Retype the records in full, keeping each character as it is.

Referring expression data:
---

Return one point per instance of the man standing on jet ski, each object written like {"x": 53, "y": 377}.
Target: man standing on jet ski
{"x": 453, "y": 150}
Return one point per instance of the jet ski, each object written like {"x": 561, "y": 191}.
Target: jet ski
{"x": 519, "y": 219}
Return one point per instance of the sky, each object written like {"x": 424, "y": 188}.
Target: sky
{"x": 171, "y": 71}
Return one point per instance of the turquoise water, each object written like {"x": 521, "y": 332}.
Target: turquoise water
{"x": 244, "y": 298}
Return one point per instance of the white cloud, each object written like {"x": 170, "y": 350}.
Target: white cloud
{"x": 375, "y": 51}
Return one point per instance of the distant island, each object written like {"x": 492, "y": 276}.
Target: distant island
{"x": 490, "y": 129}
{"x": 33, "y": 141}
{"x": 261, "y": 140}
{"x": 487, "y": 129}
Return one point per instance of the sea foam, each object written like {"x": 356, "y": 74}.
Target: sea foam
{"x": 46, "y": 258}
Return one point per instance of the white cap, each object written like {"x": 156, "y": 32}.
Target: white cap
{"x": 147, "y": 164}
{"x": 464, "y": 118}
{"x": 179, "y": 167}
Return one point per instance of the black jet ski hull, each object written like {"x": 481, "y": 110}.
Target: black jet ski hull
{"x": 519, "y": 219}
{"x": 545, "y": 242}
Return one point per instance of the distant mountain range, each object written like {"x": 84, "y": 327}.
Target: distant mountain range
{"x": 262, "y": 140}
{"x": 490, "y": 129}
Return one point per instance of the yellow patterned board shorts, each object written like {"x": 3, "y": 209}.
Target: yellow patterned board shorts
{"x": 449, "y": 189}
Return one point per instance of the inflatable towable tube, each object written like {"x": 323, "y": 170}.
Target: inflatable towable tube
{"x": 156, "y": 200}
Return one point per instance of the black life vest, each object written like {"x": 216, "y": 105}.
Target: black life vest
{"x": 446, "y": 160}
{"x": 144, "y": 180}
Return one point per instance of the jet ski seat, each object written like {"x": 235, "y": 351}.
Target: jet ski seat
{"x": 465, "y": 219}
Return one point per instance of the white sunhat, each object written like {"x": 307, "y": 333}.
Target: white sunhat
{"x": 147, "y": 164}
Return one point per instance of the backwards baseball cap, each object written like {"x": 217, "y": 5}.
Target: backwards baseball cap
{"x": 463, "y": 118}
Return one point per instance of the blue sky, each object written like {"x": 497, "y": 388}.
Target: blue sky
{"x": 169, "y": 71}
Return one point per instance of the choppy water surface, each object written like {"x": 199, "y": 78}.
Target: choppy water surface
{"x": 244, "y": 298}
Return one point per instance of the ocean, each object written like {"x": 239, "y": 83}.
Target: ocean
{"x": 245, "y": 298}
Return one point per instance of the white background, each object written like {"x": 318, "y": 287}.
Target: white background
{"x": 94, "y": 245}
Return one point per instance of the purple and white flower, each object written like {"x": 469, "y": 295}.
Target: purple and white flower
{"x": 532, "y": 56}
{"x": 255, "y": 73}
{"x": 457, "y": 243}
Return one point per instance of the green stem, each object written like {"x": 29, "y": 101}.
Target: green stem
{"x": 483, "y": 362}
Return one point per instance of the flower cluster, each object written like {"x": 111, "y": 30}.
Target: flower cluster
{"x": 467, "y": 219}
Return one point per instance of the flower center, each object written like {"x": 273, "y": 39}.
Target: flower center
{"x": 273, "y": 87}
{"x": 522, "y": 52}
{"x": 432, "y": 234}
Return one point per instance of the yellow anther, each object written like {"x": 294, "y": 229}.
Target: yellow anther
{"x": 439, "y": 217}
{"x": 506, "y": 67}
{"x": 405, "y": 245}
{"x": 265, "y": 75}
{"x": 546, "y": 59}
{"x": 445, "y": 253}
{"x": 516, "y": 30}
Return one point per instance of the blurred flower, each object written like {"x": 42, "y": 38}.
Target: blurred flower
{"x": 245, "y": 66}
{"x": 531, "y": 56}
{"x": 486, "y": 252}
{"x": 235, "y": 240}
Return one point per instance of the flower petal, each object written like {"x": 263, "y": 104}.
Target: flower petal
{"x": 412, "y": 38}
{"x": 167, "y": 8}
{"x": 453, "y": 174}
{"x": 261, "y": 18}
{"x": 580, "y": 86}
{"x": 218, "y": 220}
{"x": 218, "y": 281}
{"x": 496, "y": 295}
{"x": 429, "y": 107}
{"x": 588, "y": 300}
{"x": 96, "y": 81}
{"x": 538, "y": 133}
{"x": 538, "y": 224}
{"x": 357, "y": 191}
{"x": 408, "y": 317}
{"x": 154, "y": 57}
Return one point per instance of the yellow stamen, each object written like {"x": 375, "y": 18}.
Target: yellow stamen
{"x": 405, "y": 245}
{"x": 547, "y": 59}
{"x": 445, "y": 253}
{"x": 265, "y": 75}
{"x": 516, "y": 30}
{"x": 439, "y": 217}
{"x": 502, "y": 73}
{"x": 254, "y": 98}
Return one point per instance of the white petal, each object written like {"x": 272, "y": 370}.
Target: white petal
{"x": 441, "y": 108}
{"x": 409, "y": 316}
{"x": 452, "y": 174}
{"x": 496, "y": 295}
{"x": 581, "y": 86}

---

Result of this task:
Return one point per instance of the man standing on jet ski, each object written like {"x": 53, "y": 377}.
Target: man standing on jet ski
{"x": 453, "y": 150}
Return one point per instance of the jet ski, each object written like {"x": 561, "y": 191}.
Target: jet ski
{"x": 519, "y": 219}
Return one point per instance of the sky, each object written like {"x": 424, "y": 188}.
Target: sky
{"x": 171, "y": 71}
Return one point per instance of the turquoise water, each object written like {"x": 521, "y": 332}.
Target: turquoise water
{"x": 244, "y": 298}
Return one point per instance of the white cloud, each object written like {"x": 170, "y": 350}.
Target: white cloud
{"x": 375, "y": 51}
Return one point per instance of the distant island, each object written like {"x": 492, "y": 276}.
Target: distant island
{"x": 490, "y": 129}
{"x": 33, "y": 141}
{"x": 261, "y": 140}
{"x": 487, "y": 129}
Return one point per instance of the sea foam, each object written like {"x": 356, "y": 74}.
Target: sea foam
{"x": 46, "y": 258}
Return one point per instance of the white cap, each object written like {"x": 156, "y": 32}.
Target: white cap
{"x": 147, "y": 164}
{"x": 464, "y": 118}
{"x": 179, "y": 167}
Return one point per instance of the black jet ski hull, each object written like {"x": 481, "y": 110}.
Target: black jet ski hull
{"x": 519, "y": 219}
{"x": 545, "y": 242}
Return one point per instance of the distant mountain range, each object written like {"x": 84, "y": 327}.
Target: distant mountain range
{"x": 262, "y": 140}
{"x": 490, "y": 129}
Return one point per instance of the yellow patterned board shorts, each object written like {"x": 3, "y": 209}.
Target: yellow patterned board shorts
{"x": 449, "y": 189}
Return one point per instance of the inflatable towable tube, each object written like {"x": 323, "y": 170}.
Target: inflatable towable tube
{"x": 156, "y": 200}
Return one point per instance of the black life vest, each object written like {"x": 216, "y": 105}.
Target: black life vest
{"x": 446, "y": 160}
{"x": 144, "y": 180}
Return one point per instance of the jet ski seat, each object written like {"x": 235, "y": 351}.
Target: jet ski seat
{"x": 465, "y": 219}
Return one point per instance of the white sunhat, each object written like {"x": 307, "y": 333}.
Target: white sunhat
{"x": 147, "y": 164}
Return one point per instance of the backwards baseball cap, each object written like {"x": 217, "y": 5}.
Target: backwards baseball cap
{"x": 463, "y": 118}
Return one point per instance of the blue sky, each object written like {"x": 497, "y": 388}.
Target: blue sky
{"x": 169, "y": 71}
Return one point per instance of the choppy water surface, each object written like {"x": 199, "y": 78}.
Target: choppy water surface
{"x": 244, "y": 298}
Return one point per instance of the ocean, each object written like {"x": 239, "y": 83}.
Target: ocean
{"x": 245, "y": 298}
Return one point per instance of the white background, each object written like {"x": 318, "y": 287}.
Target: white background
{"x": 94, "y": 245}
Return one point per instance of the purple and white flower, each object written like {"x": 469, "y": 295}.
Target: purple and white flower
{"x": 532, "y": 56}
{"x": 255, "y": 73}
{"x": 457, "y": 243}
Return one point per instance of the green stem, each object written like {"x": 29, "y": 101}.
Target: green stem
{"x": 483, "y": 362}
Return one point per instance of the flower cluster, each object written like {"x": 111, "y": 30}.
Target: flower cluster
{"x": 467, "y": 219}
Return one point per instance of the flower center, each object written like {"x": 273, "y": 39}.
Target: flower center
{"x": 273, "y": 87}
{"x": 522, "y": 52}
{"x": 432, "y": 234}
Return one point per instance of the yellow anther, each object written like {"x": 294, "y": 229}.
Target: yellow anther
{"x": 439, "y": 217}
{"x": 506, "y": 67}
{"x": 405, "y": 245}
{"x": 265, "y": 75}
{"x": 546, "y": 59}
{"x": 445, "y": 253}
{"x": 516, "y": 30}
Return one point per instance of the blurred flower, each object written like {"x": 42, "y": 38}.
Target: blurred flower
{"x": 245, "y": 66}
{"x": 531, "y": 56}
{"x": 486, "y": 252}
{"x": 235, "y": 240}
Return one point per instance of the flower petal, each object written like {"x": 263, "y": 104}.
Target: flower petal
{"x": 412, "y": 38}
{"x": 167, "y": 8}
{"x": 453, "y": 174}
{"x": 261, "y": 18}
{"x": 580, "y": 86}
{"x": 218, "y": 220}
{"x": 218, "y": 281}
{"x": 496, "y": 295}
{"x": 429, "y": 107}
{"x": 588, "y": 300}
{"x": 96, "y": 81}
{"x": 538, "y": 133}
{"x": 538, "y": 224}
{"x": 357, "y": 191}
{"x": 408, "y": 317}
{"x": 154, "y": 57}
Return one point per instance of the yellow stamen, each object written like {"x": 375, "y": 18}.
Target: yellow stamen
{"x": 405, "y": 245}
{"x": 547, "y": 59}
{"x": 445, "y": 253}
{"x": 265, "y": 75}
{"x": 516, "y": 30}
{"x": 439, "y": 217}
{"x": 502, "y": 73}
{"x": 254, "y": 98}
Return one point per instance of the white petal, each object written like {"x": 272, "y": 370}.
Target: white petal
{"x": 441, "y": 108}
{"x": 409, "y": 316}
{"x": 452, "y": 174}
{"x": 496, "y": 295}
{"x": 581, "y": 86}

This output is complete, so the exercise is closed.